Task statement: All of the entries should be returned without a single change.

(Supplied material begins)

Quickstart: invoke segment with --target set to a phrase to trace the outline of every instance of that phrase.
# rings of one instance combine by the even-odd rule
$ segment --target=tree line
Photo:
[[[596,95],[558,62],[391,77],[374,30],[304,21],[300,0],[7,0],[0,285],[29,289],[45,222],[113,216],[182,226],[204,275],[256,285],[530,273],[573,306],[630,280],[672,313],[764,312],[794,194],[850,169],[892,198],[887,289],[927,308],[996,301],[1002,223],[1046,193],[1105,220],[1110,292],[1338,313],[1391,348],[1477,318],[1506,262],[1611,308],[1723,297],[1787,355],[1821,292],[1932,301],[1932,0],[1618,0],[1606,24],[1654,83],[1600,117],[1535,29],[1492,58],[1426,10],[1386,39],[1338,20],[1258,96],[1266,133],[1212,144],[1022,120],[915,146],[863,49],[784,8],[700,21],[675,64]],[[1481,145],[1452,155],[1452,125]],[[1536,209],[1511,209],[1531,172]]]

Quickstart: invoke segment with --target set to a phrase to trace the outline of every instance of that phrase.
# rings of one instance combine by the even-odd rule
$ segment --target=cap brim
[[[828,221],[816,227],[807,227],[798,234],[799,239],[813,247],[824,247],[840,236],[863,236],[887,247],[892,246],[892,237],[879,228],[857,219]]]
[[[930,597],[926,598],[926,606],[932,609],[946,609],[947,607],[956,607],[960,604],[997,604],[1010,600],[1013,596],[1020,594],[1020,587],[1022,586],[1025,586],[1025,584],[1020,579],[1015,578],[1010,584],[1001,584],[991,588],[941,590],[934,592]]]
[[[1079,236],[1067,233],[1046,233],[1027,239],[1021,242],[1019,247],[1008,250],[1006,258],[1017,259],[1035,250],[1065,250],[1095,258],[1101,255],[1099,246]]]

(Supplied material ends)

Task response:
Quickstart: invoke segment with --target set to a phrase to trace the outline of every instance of that phrase.
# rings of one instance combine by the even-odd rule
$ segment --target=tree line
Photo:
[[[596,95],[558,62],[391,77],[374,30],[304,21],[300,0],[7,0],[0,285],[29,289],[45,222],[113,216],[182,226],[204,275],[256,285],[530,273],[573,306],[630,280],[672,313],[764,312],[794,194],[850,169],[892,198],[887,289],[927,308],[996,301],[1002,223],[1046,193],[1105,220],[1110,292],[1338,313],[1391,348],[1477,318],[1506,262],[1611,308],[1723,297],[1787,355],[1821,292],[1932,301],[1932,0],[1618,0],[1606,24],[1654,83],[1600,117],[1535,29],[1492,58],[1426,10],[1386,39],[1338,20],[1258,96],[1266,133],[1212,144],[1022,120],[915,146],[863,49],[784,8],[700,21],[675,64]],[[1481,145],[1452,155],[1452,125]],[[1536,209],[1511,209],[1531,172]]]

Quickstart: invoke segment with --target set to a phrase to trace the outline of every instance of that phrase.
# rings of one instance combine by the even-odd rule
$ segment --target=cap brim
[[[828,221],[816,227],[807,227],[798,234],[799,239],[813,247],[824,247],[840,236],[863,236],[887,247],[892,246],[892,237],[879,228],[857,219]]]
[[[930,597],[926,598],[926,606],[932,609],[946,609],[947,607],[956,607],[960,604],[997,604],[1010,600],[1013,596],[1020,594],[1020,587],[1022,586],[1025,586],[1025,584],[1020,579],[1015,578],[1010,584],[1001,584],[991,588],[941,590],[934,592]]]
[[[1079,236],[1067,233],[1046,233],[1027,239],[1021,242],[1019,247],[1008,250],[1006,258],[1017,259],[1035,250],[1065,250],[1095,258],[1101,255],[1099,246]]]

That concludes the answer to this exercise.